_DIRECTIONS FOR THIS TASK_. Could you extract every line of the data below, word for word, leaving the pictures out of your answer?

Location labeling records

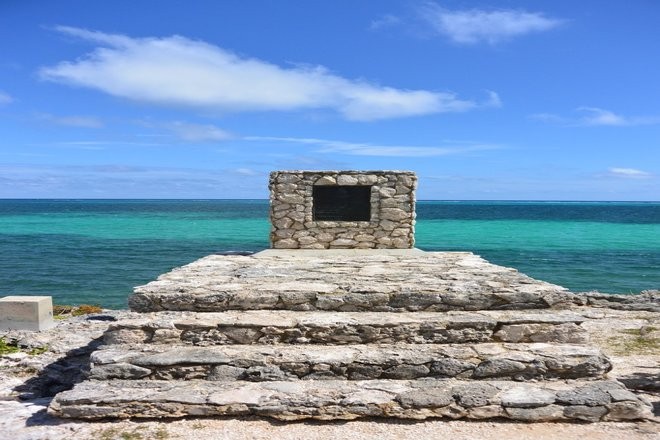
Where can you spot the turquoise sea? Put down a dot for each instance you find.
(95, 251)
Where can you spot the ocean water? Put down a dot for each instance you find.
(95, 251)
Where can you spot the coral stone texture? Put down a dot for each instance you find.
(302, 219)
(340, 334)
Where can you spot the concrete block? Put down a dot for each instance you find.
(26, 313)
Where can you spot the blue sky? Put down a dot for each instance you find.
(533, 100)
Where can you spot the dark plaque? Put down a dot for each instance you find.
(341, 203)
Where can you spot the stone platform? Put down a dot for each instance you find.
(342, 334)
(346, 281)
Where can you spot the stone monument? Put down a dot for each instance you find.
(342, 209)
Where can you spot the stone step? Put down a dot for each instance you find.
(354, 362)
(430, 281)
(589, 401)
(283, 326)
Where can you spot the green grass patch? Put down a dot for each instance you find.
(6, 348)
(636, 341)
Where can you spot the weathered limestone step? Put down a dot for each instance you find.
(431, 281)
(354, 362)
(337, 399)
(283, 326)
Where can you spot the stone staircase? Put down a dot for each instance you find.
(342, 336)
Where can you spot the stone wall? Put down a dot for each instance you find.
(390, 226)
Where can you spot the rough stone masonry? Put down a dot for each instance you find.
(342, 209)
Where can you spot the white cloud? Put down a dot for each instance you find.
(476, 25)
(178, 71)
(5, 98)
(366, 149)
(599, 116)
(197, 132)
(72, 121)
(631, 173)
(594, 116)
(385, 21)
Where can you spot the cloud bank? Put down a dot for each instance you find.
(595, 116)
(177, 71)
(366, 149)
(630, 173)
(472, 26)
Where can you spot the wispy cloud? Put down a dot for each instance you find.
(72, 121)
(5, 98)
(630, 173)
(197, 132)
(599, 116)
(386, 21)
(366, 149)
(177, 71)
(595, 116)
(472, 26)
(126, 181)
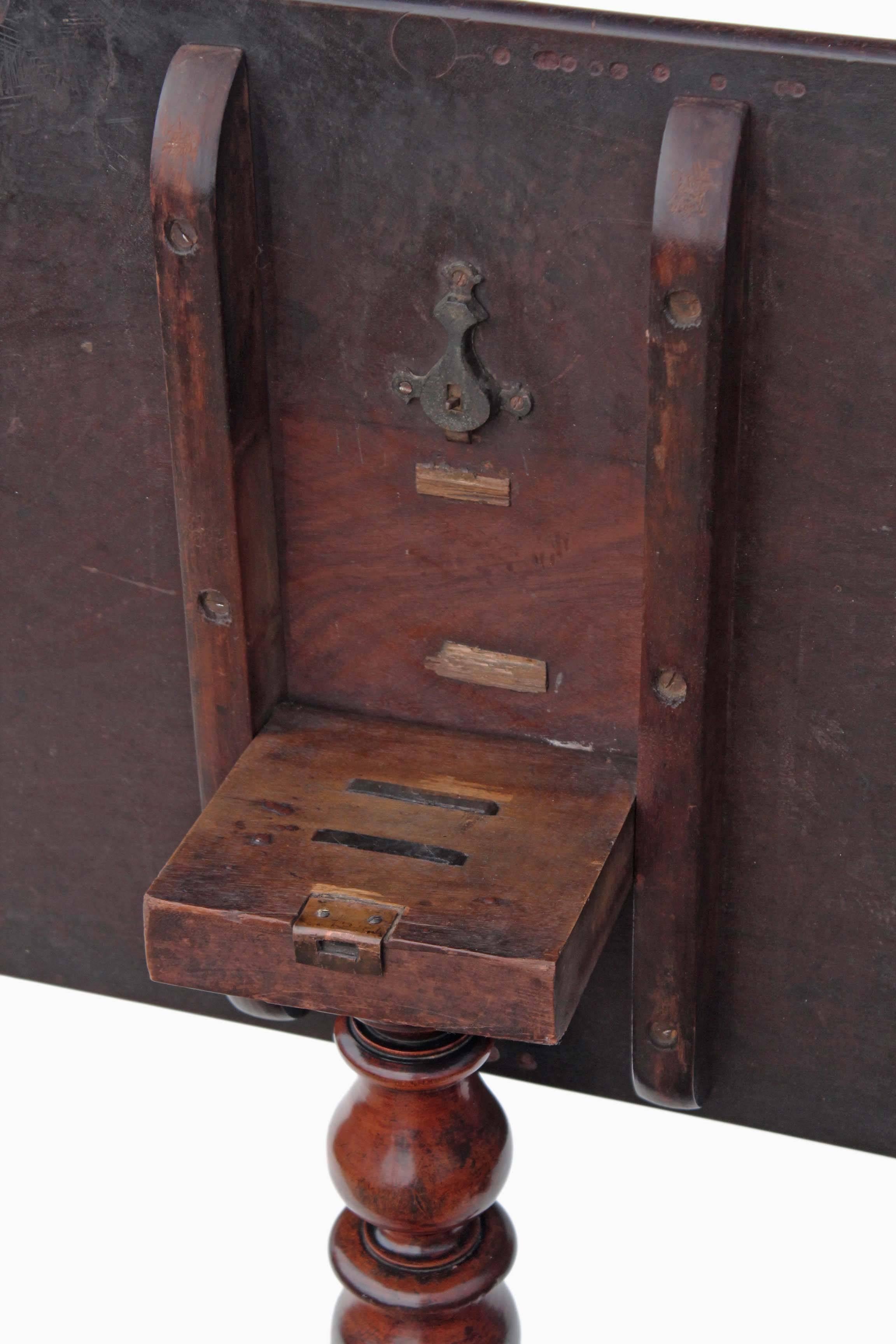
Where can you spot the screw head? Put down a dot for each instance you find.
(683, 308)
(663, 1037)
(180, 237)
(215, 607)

_ANSWER TO THIS TASK_.
Where can you spot the turquoise sea? Put down a dot for each instance you find.
(95, 251)
Where can you spot the ocean water? Put down a dot for each instance you find.
(95, 251)
Where can you spot the coral stone texture? Put down a dot for each instance you find.
(302, 219)
(340, 334)
Where can you spot the concrete block? Put down a dot for each instance you find.
(26, 313)
Where can you spot the blue sky? Put down a dot for each instance you find.
(533, 100)
Where can you spot the dark plaque? Put down a dot for each instance you find.
(341, 203)
Where can you spot the stone platform? Put down a dot for each instance you find.
(342, 334)
(346, 281)
Where can you spot the stone monument? Put down a dot for each instance you find.
(342, 209)
Where can you spot the stone step? Put down a dot for each instance you find.
(354, 362)
(430, 281)
(589, 401)
(283, 326)
Where can you spot the green grass patch? Put down a dot for each instance you find.
(6, 348)
(636, 341)
Where can you spot the weathered limestone step? Put down a dot for each instance you find.
(431, 281)
(354, 362)
(337, 399)
(283, 326)
Where can you spot the stone staircase? Put down a dot for each instance you find.
(342, 336)
Where can you spot the stone wall? Put down a dot for each instance you find.
(390, 226)
Where can you spot the rough stone masonry? Put down a dot for each instance you find.
(342, 209)
Where can you spot the white cloud? Put down a dot for each instance you find.
(476, 25)
(178, 71)
(5, 98)
(366, 149)
(599, 116)
(197, 132)
(72, 121)
(631, 173)
(594, 116)
(385, 21)
Where can you spot the cloud bank? Put down a dot for each instance you find.
(595, 116)
(177, 71)
(366, 149)
(630, 173)
(472, 26)
Where can you spot the wispy cloud? Put down a dot for each instance you find.
(72, 121)
(5, 98)
(630, 173)
(197, 132)
(599, 116)
(386, 21)
(366, 149)
(177, 71)
(595, 116)
(472, 26)
(126, 181)
Where can you spot the screw head? Put down a dot for each instance you find.
(683, 308)
(663, 1037)
(180, 237)
(215, 607)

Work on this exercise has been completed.